• _Exercise aim_
Using the material that follows, say how many lines contain the string "Find". Answer with a number only.

▬▬▬

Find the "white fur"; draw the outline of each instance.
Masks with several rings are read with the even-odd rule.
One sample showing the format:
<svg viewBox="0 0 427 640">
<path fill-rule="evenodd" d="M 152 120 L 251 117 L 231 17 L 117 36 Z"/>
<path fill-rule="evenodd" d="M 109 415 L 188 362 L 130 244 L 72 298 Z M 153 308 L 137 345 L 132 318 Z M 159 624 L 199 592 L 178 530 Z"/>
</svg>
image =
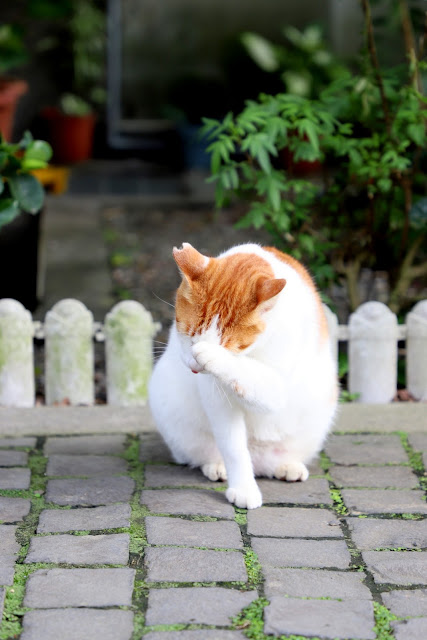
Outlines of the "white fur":
<svg viewBox="0 0 427 640">
<path fill-rule="evenodd" d="M 330 344 L 320 346 L 312 290 L 258 245 L 222 256 L 243 252 L 261 256 L 287 281 L 265 313 L 265 331 L 245 353 L 234 354 L 221 346 L 216 321 L 193 338 L 174 324 L 149 399 L 176 462 L 200 466 L 211 480 L 227 476 L 227 499 L 251 509 L 262 504 L 254 474 L 307 479 L 305 465 L 332 425 L 337 383 Z"/>
</svg>

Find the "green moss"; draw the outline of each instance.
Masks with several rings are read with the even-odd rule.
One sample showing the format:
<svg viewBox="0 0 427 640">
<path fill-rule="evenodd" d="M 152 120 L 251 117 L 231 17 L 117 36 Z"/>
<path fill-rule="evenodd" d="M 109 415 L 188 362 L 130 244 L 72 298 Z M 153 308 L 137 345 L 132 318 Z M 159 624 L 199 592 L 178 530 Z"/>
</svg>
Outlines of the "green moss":
<svg viewBox="0 0 427 640">
<path fill-rule="evenodd" d="M 374 602 L 374 616 L 377 640 L 393 640 L 394 634 L 390 623 L 392 620 L 397 620 L 397 617 L 378 602 Z"/>
<path fill-rule="evenodd" d="M 415 473 L 422 476 L 425 471 L 422 453 L 420 453 L 419 451 L 414 451 L 413 447 L 411 447 L 411 445 L 409 444 L 407 433 L 405 433 L 404 431 L 397 431 L 396 435 L 400 437 L 402 447 L 405 449 L 408 455 L 410 466 L 415 471 Z"/>
<path fill-rule="evenodd" d="M 340 516 L 347 515 L 348 514 L 347 507 L 344 504 L 344 500 L 342 499 L 340 490 L 329 489 L 329 491 L 330 491 L 332 502 L 333 502 L 333 508 L 336 511 L 336 513 L 339 514 Z"/>
<path fill-rule="evenodd" d="M 235 507 L 234 511 L 235 511 L 234 520 L 237 522 L 237 524 L 240 526 L 246 526 L 248 522 L 247 510 L 240 509 L 239 507 Z"/>
<path fill-rule="evenodd" d="M 241 630 L 250 640 L 264 640 L 264 609 L 269 604 L 265 598 L 257 598 L 233 618 L 233 629 Z"/>
<path fill-rule="evenodd" d="M 250 585 L 257 586 L 262 580 L 261 563 L 252 549 L 245 549 L 245 565 Z"/>
</svg>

▬▬▬

• _Answer to the problem_
2